# [Requirement]
Reproduce all of the data below verbatim, leaving the pictures out of your reply.

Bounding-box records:
= = =
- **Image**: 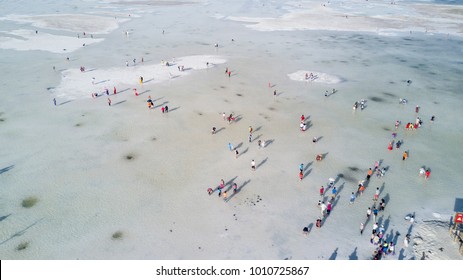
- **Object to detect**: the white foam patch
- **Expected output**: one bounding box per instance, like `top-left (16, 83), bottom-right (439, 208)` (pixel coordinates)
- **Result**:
top-left (288, 70), bottom-right (343, 84)
top-left (0, 29), bottom-right (104, 53)
top-left (53, 55), bottom-right (226, 99)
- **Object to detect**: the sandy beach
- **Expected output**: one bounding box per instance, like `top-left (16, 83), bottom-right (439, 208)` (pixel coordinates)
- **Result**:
top-left (0, 0), bottom-right (463, 260)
= = =
# [Result of the task]
- **Image**: 
- **Object to detect**: the white foam patch
- **Expected output**: one bounding box per instance, like `top-left (16, 83), bottom-right (439, 208)` (pixel coordinates)
- **Result**:
top-left (288, 70), bottom-right (343, 84)
top-left (0, 29), bottom-right (104, 53)
top-left (53, 55), bottom-right (226, 99)
- **Object to detect**: the sandy beach
- **Expected output**: one bounding box per instance, like `top-left (16, 83), bottom-right (439, 208)` (pixel coordinates)
- **Result**:
top-left (0, 0), bottom-right (463, 260)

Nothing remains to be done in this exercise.